◆ GEËXTRAHEERDE TEKST
========================

Mevrouw Thieme (PvdD):

Dus ik kan op uw steun rekenen als wij straks met moties komen om die zelfregulering binnen de intensieve veehouderij aan banden te leggen en met meer normerende regelgeving te komen vanuit de overheid?

De heer Van der Vlies (SGP):

Verstandige moties zullen wij altijd op eigen merites beoordelen. U moet het daar voorlopig even mee doen, want ik ken uw teksten niet. Overigens zijn wij in de nabije toekomst nog een hele tijd bezig met de intensieve veehouderij.

Nog eens een punt: de waarden-en-normendiscussie. Die moet gewoon doorgaan. Er moet een front worden gevormd tegen asociaal gedrag en dergelijke. Burgerschapsvorming, jazeker. Er wordt gekomen tot een breed gedragen handvest verantwoordelijk burgerschap. Prima, tenminste als daarin de wortels van onze cultuur en traditie, onmiskenbaar gelegen in het joods-christelijke gedachtegoed, helder doorklinken. Kan dat klip en klaar worden toegezegd? In dat verband heb ik nog een vraag. Heb ik het goed begrepen dat dit kabinet een wettelijke basis legt voor gemeenten die geen bordeel binnen hun gemeentegrenzen wensen te accepteren? Dat zou pure winst zijn. Graag een reactie.

========================

◆ TE BEOORDELEN GEGEVENS
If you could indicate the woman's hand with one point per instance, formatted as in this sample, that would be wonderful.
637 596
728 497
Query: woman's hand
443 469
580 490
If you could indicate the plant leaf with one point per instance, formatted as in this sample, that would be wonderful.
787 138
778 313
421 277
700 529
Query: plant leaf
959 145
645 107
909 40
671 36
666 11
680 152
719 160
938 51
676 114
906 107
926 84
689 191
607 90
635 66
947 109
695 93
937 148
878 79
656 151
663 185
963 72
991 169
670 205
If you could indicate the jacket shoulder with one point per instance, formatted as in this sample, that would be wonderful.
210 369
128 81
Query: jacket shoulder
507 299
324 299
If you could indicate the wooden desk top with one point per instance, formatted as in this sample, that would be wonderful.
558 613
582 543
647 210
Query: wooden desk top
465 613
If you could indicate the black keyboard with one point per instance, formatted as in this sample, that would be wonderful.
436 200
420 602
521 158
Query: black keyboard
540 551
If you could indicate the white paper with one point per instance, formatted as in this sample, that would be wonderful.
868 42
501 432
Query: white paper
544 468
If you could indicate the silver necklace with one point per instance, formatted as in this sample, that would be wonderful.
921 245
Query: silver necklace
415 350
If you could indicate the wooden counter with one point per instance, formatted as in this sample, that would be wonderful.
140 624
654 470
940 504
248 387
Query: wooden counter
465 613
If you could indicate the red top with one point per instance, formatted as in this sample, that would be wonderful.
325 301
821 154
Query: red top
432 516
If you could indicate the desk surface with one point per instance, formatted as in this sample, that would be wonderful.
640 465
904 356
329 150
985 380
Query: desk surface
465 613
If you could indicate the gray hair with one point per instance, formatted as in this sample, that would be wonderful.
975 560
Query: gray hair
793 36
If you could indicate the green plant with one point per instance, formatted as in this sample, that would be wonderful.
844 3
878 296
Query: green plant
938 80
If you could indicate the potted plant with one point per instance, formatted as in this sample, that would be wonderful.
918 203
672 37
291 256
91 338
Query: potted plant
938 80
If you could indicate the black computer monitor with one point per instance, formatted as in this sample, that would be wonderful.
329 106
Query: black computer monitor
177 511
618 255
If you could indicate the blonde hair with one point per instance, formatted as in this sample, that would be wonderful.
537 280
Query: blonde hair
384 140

========================

◆ OPDRACHT 1
Vertaal de zin "Verstandige moties zullen wij altijd op eigen merites beoordelen." uit het debatfragment in het Engels.
◆ OPDRACHT 2
Zet het debatfragment over de intensieve veehouderij en de waarden-en-normendiscussie voort, te beginnen na de laatste zin "Graag een reactie."

◆ JOUW ANTWOORD 1
We will always judge sensible motions on their own merits.

◆ JOUW ANTWOORD 2
Het is duidelijk dat het beleidsprogramma zonder de medewerking van de sociale partners niet goed uit de verf kan komen. De uitnodiging voor de participatietop is vandaag eindelijk de deur uit gegaan. Op die top moeten dus echt zaken worden gedaan. Wij moeten afwachten hoe de sociale partners reageren. Vooralsnog is er volop kritiek. Het onderwijsveld heeft kritiek op de bezuiniging op brede scholengemeenschappen. De wenkbrauwen rondom de financiële taakstelling voor Defensie zijn gefronst. Ook de REA heeft kritiek op de financieel-economische degelijkheid van het beleid. Er zullen nog forse bezuinigingen moeten komen. De SGP-fractie constateert dat het vorige kabinet eerst het zuur gaf en daarna het zoet. Dit kabinet heeft de volgorde toch niet omgedraaid: eerst het zoet en dan het zuur?

De heer Pechtold (D66):

Ik heb goed geluisterd en ik heb gehoord dat de heer Van der Vlies sprak over omgang tussen kabinet en parlement. Ik hoorde in zijn woorden een milde kritiek – maar uit zijn mond is dat toch wel kritiek – op de ontwikkeling daarvan in de afgelopen tijd. Ik luister vooral naar hem als nestor van dit parlement. Vindt hij dat er een moment is aangebroken dat misschien de Kamervoorzitter met het kabinet daar verder over gaat praten? Met mijn fractie heb ik de afgelopen tijd een lijst bijgehouden van zaken die niet in het parlement gepresenteerd werden, maar ergens anders, bijvoorbeeld in de pers of op het gazon van het Catshuis. Vindt hij dus dat er een fase is ingetreden dat daarover van gedachten gewisseld moet worden?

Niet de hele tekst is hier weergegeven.